[Excerpts of pointing data]
/---
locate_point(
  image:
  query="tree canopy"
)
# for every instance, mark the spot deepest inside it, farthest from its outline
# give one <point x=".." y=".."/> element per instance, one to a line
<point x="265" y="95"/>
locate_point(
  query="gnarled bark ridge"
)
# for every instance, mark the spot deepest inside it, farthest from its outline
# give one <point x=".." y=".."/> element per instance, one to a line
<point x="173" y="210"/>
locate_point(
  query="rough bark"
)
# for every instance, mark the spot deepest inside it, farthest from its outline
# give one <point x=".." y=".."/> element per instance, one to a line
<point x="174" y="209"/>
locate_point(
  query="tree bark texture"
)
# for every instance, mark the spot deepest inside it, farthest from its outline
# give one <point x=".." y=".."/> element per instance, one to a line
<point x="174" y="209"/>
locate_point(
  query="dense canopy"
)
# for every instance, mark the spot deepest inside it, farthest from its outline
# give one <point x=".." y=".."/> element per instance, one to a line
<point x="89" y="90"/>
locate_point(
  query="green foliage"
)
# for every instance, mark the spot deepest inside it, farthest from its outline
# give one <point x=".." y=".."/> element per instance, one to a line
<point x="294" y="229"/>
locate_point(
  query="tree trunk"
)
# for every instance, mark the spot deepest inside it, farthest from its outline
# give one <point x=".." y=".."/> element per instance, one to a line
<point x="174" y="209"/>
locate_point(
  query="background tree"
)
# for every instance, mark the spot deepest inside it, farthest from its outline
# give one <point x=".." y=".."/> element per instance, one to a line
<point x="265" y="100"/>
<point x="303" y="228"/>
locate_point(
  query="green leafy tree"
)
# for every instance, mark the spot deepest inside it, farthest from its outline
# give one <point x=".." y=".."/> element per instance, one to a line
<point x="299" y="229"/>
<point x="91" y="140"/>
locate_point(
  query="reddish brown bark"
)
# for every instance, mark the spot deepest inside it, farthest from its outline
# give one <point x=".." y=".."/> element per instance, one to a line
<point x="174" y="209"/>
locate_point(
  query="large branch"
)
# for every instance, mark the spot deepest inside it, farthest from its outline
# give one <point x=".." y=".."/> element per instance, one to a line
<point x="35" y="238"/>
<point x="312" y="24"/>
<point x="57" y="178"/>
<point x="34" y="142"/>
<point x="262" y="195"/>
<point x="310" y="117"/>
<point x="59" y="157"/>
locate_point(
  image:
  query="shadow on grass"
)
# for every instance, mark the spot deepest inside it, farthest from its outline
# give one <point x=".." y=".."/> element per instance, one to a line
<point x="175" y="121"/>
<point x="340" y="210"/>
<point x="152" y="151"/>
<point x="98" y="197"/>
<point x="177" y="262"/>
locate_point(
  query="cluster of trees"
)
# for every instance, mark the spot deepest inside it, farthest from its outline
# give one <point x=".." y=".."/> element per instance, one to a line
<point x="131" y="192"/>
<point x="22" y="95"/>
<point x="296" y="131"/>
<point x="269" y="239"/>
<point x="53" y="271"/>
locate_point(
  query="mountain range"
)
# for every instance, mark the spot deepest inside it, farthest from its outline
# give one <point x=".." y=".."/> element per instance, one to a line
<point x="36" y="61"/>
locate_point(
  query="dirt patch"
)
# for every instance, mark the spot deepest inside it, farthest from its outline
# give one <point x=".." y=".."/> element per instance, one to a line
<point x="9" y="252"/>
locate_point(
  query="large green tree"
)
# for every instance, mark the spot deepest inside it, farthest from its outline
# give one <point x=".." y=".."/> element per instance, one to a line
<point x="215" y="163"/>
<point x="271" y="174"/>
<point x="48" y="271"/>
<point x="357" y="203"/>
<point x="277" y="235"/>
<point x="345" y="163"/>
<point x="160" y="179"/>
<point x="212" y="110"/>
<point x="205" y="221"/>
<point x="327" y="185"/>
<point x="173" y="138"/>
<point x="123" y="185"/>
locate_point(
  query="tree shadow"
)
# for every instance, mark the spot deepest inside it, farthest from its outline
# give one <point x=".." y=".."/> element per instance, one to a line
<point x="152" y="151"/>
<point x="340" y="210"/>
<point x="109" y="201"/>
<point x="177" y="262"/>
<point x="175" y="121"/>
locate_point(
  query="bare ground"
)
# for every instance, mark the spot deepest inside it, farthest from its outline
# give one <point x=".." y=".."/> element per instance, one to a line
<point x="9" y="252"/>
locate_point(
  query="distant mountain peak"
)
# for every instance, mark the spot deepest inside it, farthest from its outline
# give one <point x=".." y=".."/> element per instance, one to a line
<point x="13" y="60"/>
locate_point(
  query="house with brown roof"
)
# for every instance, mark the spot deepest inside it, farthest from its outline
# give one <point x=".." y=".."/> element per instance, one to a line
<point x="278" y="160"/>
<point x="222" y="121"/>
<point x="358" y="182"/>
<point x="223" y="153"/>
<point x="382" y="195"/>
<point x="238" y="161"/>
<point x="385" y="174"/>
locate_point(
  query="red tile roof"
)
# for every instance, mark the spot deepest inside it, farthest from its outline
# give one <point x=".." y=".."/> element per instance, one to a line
\---
• **Set exercise**: Each line of the material should be duplicated exactly, please.

• **Written answer**:
locate_point(
  image:
  query="tree canopy"
)
# for every instance, mark the spot deepest inside it, farthest from its outline
# give one <point x=".." y=".."/> element per instance, one to a line
<point x="265" y="95"/>
locate_point(
  query="gnarled bark ridge"
)
# for every instance, mark the spot deepest inside it, farthest from its outline
# give one <point x=".." y=".."/> element per instance, one to a line
<point x="173" y="210"/>
locate_point(
  query="rough bark"
)
# for every instance, mark the spot deepest inside it, farthest from its outline
# give one <point x=".." y=".."/> element per instance, one to a line
<point x="174" y="209"/>
locate_point(
  query="tree bark texture"
)
# for every instance, mark the spot deepest inside it, farthest from its outline
# give one <point x=".." y=".."/> element per instance, one to a line
<point x="174" y="209"/>
locate_point(
  query="dense canopy"
)
# for every instance, mark the spot deepest inside it, farthest from its outline
# give one <point x=".." y=".."/> element per instance, one to a line
<point x="89" y="90"/>
locate_point(
  query="green foliage"
)
# for every instance, mark the spot deepest inside it, farthest from its outline
# give one <point x=".." y=".."/> element per instance, one to a line
<point x="294" y="229"/>
locate_point(
  query="tree trunk"
)
# for every instance, mark the spot deepest inside it, farthest from its outline
# give one <point x=".." y=".."/> element per instance, one to a line
<point x="174" y="209"/>
locate_point(
  query="background tree"
)
# for every instance, mark the spot deepest inside it, farthest from its outline
# give one <point x=".." y=".."/> element per instance, one to a line
<point x="265" y="100"/>
<point x="303" y="228"/>
locate_point(
  query="green leafy tree"
)
# for every instance, mark the spot deepest inside it, farthest from its outline
# give one <point x=".." y=".."/> element per instance, one to a line
<point x="299" y="229"/>
<point x="91" y="140"/>
locate_point(
  query="reddish brown bark"
)
# for every instance, mark the spot deepest inside it, farthest from its outline
# give one <point x=".." y=".."/> element per instance, one to a line
<point x="174" y="209"/>
locate_point(
  query="large branch"
)
# for every instance, mark the spot deepest inside it, farthest from its outline
# give one <point x=".." y=".."/> element per instance, one to a line
<point x="35" y="238"/>
<point x="312" y="24"/>
<point x="57" y="178"/>
<point x="34" y="142"/>
<point x="262" y="195"/>
<point x="310" y="117"/>
<point x="59" y="157"/>
locate_point(
  image:
  query="shadow on grass"
)
# for every instance, mark the spot deepest inside it, farthest from its outline
# give one <point x=".." y=".."/> element per instance, one to a line
<point x="175" y="121"/>
<point x="340" y="210"/>
<point x="152" y="151"/>
<point x="98" y="197"/>
<point x="177" y="262"/>
locate_point(
  query="cluster of trees"
)
# for every instance, mark the spot deepest inside it, farthest from its outline
# give one <point x=".." y=".."/> element per instance, one to a line
<point x="131" y="192"/>
<point x="22" y="95"/>
<point x="296" y="131"/>
<point x="269" y="239"/>
<point x="53" y="271"/>
locate_point(
  query="mountain range"
)
# for every instance, mark the spot deepest inside it, farthest from its outline
# give one <point x=".." y=".."/> element per instance, one to a line
<point x="36" y="61"/>
locate_point(
  query="dirt patch"
)
# for every instance, mark the spot deepest inside it, farthest from its outline
# give one <point x=".." y=".."/> element per instance, one to a line
<point x="9" y="252"/>
locate_point(
  query="large green tree"
)
# for every instance, mark the spot deepest inside it, farthest from its outline
# give one <point x=".." y=".."/> element per instance, one to a line
<point x="215" y="163"/>
<point x="271" y="174"/>
<point x="48" y="271"/>
<point x="357" y="203"/>
<point x="277" y="235"/>
<point x="345" y="163"/>
<point x="160" y="179"/>
<point x="212" y="110"/>
<point x="205" y="221"/>
<point x="327" y="185"/>
<point x="173" y="138"/>
<point x="123" y="185"/>
locate_point(
  query="tree shadow"
)
# for every instance, mark the spot deepest inside it, farthest from its outline
# give one <point x=".." y=".."/> element per instance, one to a line
<point x="152" y="151"/>
<point x="340" y="210"/>
<point x="109" y="201"/>
<point x="177" y="262"/>
<point x="175" y="121"/>
locate_point(
  query="bare ground"
)
# for every instance, mark the spot deepest inside it, farthest from its outline
# give one <point x=".." y=".."/> element per instance, one to a line
<point x="9" y="252"/>
locate_point(
  query="distant mountain peak"
)
# for every instance, mark the spot deepest inside it, farthest from its outline
# give one <point x=".." y=".."/> element per instance, one to a line
<point x="13" y="60"/>
locate_point(
  query="house with brown roof"
)
# for every instance, mark the spot deepest inside it, farthest from its outline
# give one <point x=".." y=".."/> element per instance, one to a line
<point x="278" y="160"/>
<point x="222" y="121"/>
<point x="358" y="182"/>
<point x="223" y="153"/>
<point x="382" y="195"/>
<point x="238" y="161"/>
<point x="385" y="174"/>
locate_point(
  query="red tile roof"
)
# for every instance, mark the spot deepest inside it, farthest from its outline
# give one <point x=".." y=".."/> element per instance, one to a line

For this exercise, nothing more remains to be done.